Directions for this task |
From the records below, give the number of lines that include the word "shark". Add no other words.

____________

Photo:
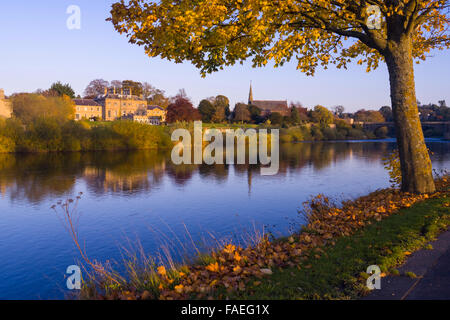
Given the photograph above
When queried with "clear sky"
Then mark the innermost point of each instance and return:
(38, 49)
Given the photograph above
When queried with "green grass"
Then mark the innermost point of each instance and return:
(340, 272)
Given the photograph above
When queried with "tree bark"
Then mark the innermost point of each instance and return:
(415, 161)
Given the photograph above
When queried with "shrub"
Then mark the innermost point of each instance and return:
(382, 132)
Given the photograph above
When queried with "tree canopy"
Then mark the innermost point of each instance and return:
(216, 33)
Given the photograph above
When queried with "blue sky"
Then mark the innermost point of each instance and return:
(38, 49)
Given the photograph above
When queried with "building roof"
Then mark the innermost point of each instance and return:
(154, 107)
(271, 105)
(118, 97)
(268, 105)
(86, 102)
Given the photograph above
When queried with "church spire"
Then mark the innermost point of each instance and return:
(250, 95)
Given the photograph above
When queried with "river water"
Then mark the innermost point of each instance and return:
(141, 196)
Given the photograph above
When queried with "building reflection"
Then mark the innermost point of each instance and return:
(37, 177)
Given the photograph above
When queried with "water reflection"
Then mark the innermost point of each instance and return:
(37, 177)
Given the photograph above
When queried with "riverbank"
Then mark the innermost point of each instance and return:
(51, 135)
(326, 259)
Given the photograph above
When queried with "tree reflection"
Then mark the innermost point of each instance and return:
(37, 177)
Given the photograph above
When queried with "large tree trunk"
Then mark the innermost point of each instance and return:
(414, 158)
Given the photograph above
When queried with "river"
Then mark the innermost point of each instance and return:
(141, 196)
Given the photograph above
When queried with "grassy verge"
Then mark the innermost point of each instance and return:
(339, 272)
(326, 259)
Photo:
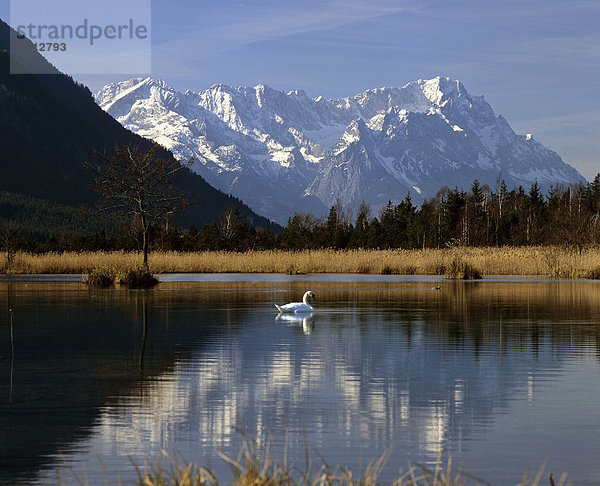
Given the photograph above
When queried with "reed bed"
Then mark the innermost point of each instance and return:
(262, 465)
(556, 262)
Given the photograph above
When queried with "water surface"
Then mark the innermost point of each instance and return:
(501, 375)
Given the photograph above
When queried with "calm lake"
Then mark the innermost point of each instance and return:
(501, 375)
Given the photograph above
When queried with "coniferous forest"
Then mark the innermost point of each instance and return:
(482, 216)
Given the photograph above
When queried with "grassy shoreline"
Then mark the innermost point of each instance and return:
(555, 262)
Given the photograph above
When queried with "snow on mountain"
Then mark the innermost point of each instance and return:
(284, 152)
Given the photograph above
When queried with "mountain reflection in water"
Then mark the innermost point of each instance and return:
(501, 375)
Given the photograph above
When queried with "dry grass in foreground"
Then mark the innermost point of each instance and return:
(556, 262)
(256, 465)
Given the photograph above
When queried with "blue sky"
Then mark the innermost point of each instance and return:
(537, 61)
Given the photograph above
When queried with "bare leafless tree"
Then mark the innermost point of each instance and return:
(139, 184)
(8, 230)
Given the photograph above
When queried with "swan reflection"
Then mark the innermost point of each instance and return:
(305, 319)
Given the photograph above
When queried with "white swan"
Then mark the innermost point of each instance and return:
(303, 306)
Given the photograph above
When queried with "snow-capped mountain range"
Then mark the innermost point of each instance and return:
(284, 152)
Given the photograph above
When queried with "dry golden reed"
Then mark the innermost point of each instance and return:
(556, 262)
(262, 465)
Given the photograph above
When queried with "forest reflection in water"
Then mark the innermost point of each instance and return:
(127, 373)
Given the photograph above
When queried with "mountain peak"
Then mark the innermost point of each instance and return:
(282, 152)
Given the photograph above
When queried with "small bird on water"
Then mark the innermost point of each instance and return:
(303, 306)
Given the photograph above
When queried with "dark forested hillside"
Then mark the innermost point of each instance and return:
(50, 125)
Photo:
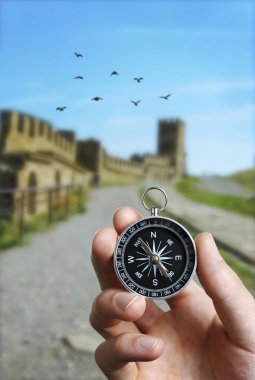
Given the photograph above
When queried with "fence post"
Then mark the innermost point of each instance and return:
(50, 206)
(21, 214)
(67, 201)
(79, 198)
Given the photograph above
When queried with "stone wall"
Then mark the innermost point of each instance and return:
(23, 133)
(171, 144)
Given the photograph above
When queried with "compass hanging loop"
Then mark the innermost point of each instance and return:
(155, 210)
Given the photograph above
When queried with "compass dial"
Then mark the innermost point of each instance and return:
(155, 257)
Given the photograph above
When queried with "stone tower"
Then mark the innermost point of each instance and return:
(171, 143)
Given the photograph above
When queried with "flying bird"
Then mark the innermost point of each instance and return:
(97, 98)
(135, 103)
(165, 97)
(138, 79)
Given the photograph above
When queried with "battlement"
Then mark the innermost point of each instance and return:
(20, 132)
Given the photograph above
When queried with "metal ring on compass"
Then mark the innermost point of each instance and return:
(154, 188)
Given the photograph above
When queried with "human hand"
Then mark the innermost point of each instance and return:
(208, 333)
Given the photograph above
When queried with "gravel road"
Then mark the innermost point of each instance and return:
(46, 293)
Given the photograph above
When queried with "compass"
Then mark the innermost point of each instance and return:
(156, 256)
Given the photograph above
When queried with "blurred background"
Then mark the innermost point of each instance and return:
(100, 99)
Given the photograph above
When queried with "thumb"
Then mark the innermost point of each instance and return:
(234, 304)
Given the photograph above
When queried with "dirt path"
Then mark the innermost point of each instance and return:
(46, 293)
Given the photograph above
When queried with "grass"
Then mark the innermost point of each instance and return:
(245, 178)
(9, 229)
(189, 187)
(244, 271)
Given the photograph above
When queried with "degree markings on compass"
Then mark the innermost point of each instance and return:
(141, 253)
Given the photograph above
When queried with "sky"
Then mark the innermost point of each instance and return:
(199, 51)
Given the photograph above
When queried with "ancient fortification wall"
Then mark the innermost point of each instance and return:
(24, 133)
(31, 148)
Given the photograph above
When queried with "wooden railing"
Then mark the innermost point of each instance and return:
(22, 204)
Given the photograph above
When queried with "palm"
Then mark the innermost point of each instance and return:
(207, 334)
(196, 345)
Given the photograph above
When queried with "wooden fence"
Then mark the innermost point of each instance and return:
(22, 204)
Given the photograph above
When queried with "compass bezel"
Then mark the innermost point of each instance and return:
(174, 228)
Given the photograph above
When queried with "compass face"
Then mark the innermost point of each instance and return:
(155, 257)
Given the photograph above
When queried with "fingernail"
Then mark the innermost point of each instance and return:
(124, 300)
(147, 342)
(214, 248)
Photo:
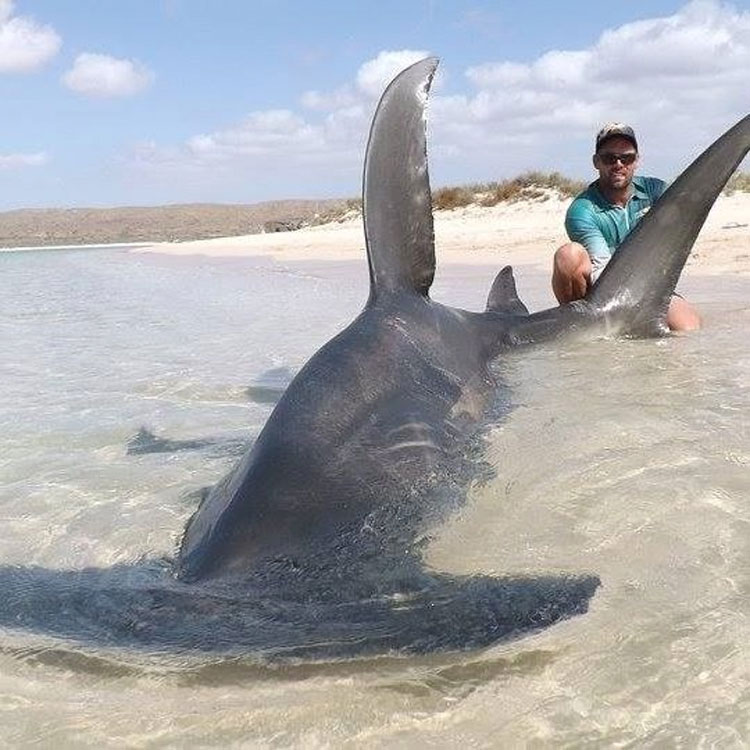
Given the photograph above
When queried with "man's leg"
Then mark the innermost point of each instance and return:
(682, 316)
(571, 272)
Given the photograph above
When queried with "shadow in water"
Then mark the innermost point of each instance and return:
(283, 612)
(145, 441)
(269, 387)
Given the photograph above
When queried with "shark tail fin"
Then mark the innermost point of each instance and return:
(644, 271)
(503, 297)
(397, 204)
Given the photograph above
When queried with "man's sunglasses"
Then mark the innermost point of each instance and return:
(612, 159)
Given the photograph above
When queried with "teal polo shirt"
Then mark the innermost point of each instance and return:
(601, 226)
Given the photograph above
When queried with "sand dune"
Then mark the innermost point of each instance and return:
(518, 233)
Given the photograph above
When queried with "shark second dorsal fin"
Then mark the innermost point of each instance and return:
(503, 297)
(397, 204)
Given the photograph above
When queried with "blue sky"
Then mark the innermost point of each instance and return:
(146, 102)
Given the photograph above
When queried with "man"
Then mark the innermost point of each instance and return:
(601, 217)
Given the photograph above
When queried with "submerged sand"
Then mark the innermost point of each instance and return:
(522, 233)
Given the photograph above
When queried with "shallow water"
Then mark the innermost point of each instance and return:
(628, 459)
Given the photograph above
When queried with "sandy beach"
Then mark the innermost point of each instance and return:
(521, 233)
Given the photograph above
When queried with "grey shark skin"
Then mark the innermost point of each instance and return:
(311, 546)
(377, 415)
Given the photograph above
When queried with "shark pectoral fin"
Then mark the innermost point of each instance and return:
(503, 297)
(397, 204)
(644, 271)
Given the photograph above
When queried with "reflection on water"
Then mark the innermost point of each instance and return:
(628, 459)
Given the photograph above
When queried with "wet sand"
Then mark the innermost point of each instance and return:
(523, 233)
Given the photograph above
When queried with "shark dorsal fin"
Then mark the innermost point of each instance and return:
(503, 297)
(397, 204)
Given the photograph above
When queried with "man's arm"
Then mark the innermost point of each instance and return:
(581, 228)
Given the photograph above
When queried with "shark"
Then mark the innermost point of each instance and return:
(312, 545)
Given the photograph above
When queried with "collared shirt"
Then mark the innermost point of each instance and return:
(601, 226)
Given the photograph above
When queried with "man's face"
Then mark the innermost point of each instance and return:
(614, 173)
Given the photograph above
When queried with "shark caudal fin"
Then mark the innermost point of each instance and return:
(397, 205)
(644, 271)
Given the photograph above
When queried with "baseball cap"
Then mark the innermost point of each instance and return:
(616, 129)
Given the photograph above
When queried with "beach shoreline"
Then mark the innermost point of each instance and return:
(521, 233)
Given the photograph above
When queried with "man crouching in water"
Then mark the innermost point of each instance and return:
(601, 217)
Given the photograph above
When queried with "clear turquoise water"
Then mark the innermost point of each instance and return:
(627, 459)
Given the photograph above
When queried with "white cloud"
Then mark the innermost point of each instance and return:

____________

Solved problem |
7